--- Consegna 1 ---
Rispondi a queste domande sul brano che parla del campo magnetico terrestre e dell'evoluzione:
(a) Quanti generi di mammiferi si estinsero in Australia nello stesso periodo del Laschamp?
(b) In quale paese è stato trovato Omo Kibish?
(c) Come si chiama il minimo del campo magnetico datato tra 125 e 100 mila anni fa?
--- Consegna 2 ---
Nel brano sul campo magnetico terrestre e sull'evoluzione, riscrivi la parte che va da "La ricerca appena" fino a "il ricercatore Cnr-Ismar." compreso, rinominando "aplogruppi" in "linee genetiche".

--- Brano scelto ---
════════════════
Molti organismi acquatici e terrestri hanno sviluppato strategie per limitare i danni che i raggi UV – in aggiunta ai loro effetti positivi nella sintesi della vitamina D e nel contrastare virus, batteri e parassiti – possono procurare alla struttura del DNA. “Non è un caso, secondo il nostro studio, che la fine del Laschamp segni l’uscita di scena dei Neanderthal e l’espansione dei Cro-Magnon, cioè dell’uomo moderno”, prosegue Vigliotti. “Il Laschamp non fu per altro fatale solo ai neanderthaliani. Nello stesso intervallo di tempo in Australia si estinsero 14 generi di mammiferi, soprattutto di grossa taglia, come dimostra la drastica diminuzione nei sedimenti delle tracce di ‘sporormiella’, un fungo coprofilo che vive sullo sterco di grandi animali erbivori, proprio in corrispondenza del minimo di intensità del campo magnetico terrestre. Un altro minimo osservato circa 13 mila anni fa portò alla scomparsa di 35 generi di grandi mammiferi in Europa e soprattutto in Nord America intorno a questo intervallo di tempo, quasi in un ‘istante’ geologico. Questi due focolai di estinzione dipendono dalla diminuzione dell’ozono stratosferico durante gli episodi di bassa intensità di campo magnetico e dal ruolo della radiazione ultravioletta ben più che dall’overkill da parte dell’uomo o dal cambiamento delle condizioni climatiche”.
La ricerca appena pubblicata analizza anche le relazioni tra intensità del campo magnetico ed evoluzione umana negli ultimi 200 mila anni, l’intervallo di tempo che ha visto lo sviluppo dell’Homo sapiens. “Abbiamo integrato tutti i dati fossili esistenti con le datazioni delle ramificazioni principali dell’evoluzione umana in base all’analisi del DNA mitocondriale e del Cromosoma-Y. Nonostante la scarsità dei materiali fossili e i margini di errore delle metodologie utilizzate per ricostruire l’età delle ramificazioni dei vari aplogruppi (gruppi con lo stesso profilo genetico) umani, abbiamo trovato interessanti relazioni”, conclude il ricercatore Cnr-Ismar.
“La datazione a circa 190 mila anni fa dei resti fossili del più antico Sapiens conosciuto (Omo Kibish, trovato in Etiopia) e del Mithocondrial Eve, il nostro più recente antenato comune su base matriarcale, coincide con un altro momento di assenza del campo magnetico terrestre noto come Iceland Basin Excursion. L’evoluzione umana ha poi avuto vari sviluppi concentrati tra 100 e 125 mila anni fa, nell’ultimo interglaciale, che hanno fatto considerare il clima uno dei fattori che hanno guidato l’evoluzione. Anche in questo caso però registriamo un altro minimo del campo magnetico terrestre: l’evento di Blake (125-100 mila anni fa). Con il procedere delle conoscenze sulla ricostruzione del campo magnetico, del suo ruolo nel modulare i raggi UV e di quello dell’AhR rispetto agli effetti di queste radiazioni, e quando saranno disponibili più accurate datazioni di nuovi reperti fossili e miglioramenti nella filogenesi umana, si chiarirà meglio il ruolo che l’intensità del campo magnetico gioca nell’evoluzione di tutti i mammiferi e forse non solo”.
════════════════
--- Materiale di studio ---
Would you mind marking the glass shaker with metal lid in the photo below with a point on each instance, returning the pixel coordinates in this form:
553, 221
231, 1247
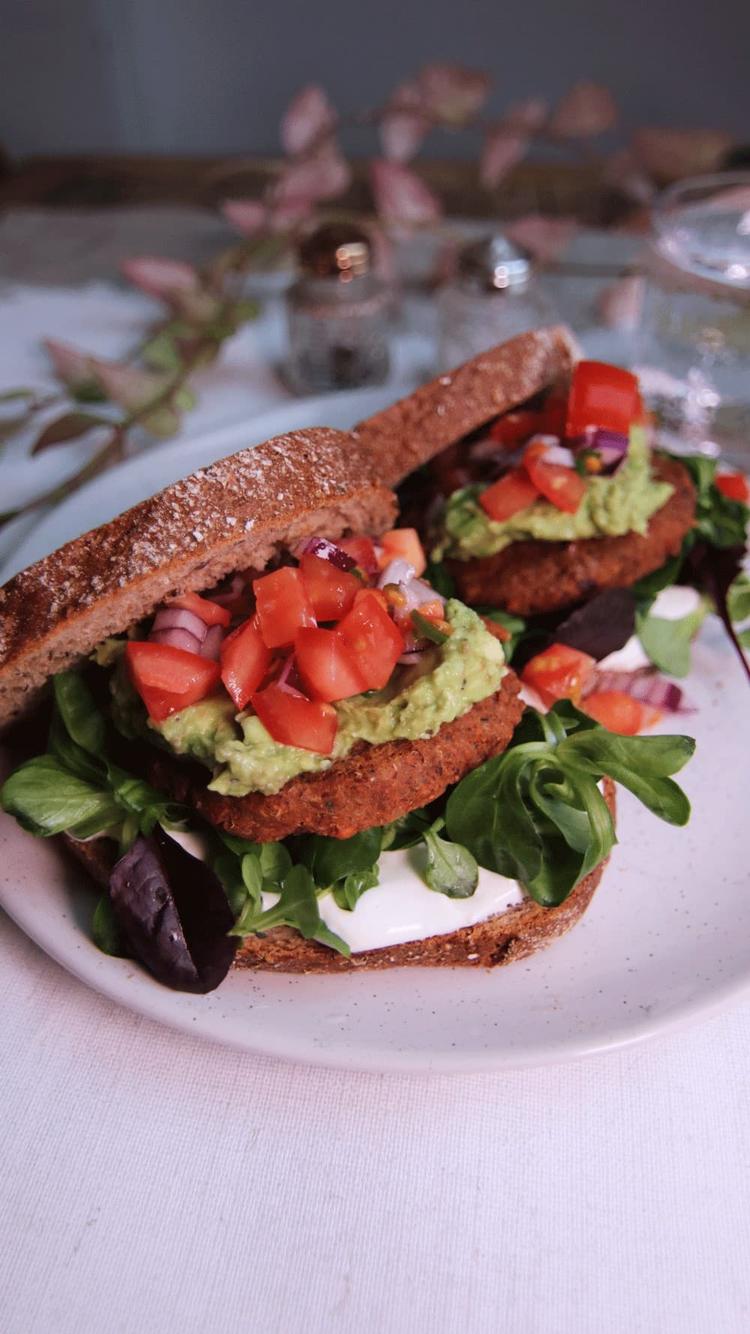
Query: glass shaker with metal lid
════════════════
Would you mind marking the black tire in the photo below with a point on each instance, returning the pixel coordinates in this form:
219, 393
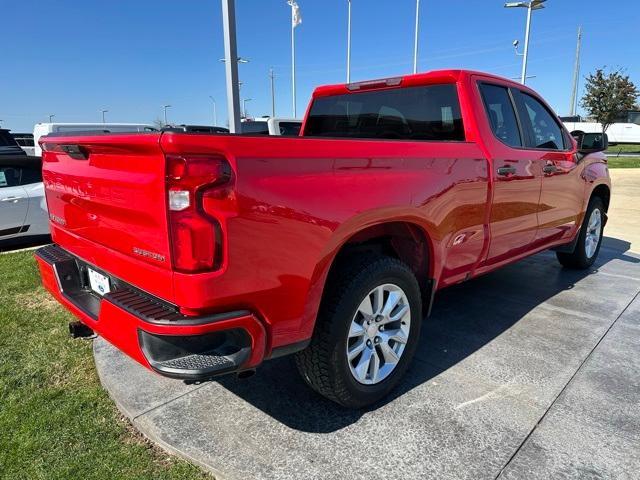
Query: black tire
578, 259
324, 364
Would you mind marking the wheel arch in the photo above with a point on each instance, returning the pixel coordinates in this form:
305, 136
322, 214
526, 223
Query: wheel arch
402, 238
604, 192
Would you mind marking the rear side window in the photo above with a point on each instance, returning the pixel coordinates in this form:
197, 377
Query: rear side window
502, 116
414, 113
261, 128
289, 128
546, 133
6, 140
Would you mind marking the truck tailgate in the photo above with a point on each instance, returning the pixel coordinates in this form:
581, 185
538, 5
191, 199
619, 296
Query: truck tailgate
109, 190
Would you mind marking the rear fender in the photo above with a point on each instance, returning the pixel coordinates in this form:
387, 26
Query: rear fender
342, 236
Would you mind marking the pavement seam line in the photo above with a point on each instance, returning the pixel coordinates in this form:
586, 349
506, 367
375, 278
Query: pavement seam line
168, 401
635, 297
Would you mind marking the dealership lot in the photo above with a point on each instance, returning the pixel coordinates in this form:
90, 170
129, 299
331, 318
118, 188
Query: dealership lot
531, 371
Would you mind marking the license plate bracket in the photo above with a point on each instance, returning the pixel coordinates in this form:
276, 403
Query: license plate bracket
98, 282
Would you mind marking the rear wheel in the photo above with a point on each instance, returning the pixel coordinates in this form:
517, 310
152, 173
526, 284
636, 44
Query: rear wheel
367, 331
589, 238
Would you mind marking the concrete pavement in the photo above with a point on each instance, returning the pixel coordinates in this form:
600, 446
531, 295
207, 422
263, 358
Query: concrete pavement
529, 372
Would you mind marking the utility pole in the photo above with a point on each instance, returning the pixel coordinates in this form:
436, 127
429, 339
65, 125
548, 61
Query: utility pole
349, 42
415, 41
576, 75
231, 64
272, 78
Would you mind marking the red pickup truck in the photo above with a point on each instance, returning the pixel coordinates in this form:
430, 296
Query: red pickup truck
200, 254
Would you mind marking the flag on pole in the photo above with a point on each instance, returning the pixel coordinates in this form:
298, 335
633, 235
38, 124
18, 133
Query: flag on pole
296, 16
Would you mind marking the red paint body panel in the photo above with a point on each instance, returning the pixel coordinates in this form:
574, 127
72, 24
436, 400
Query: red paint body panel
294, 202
════════════════
--- Risultato 1 ---
(a) 14 generi.
(b) In Etiopia.
(c) Evento di Blake.

--- Risultato 2 ---
La ricerca appena pubblicata analizza anche le relazioni tra intensità del campo magnetico ed evoluzione umana negli ultimi 200 mila anni, l’intervallo di tempo che ha visto lo sviluppo dell’Homo sapiens. “Abbiamo integrato tutti i dati fossili esistenti con le datazioni delle ramificazioni principali dell’evoluzione umana in base all’analisi del DNA mitocondriale e del Cromosoma-Y. Nonostante la scarsità dei materiali fossili e i margini di errore delle metodologie utilizzate per ricostruire l’età delle ramificazioni dei vari linee genetiche (gruppi con lo stesso profilo genetico) umani, abbiamo trovato interessanti relazioni”, conclude il ricercatore Cnr-Ismar.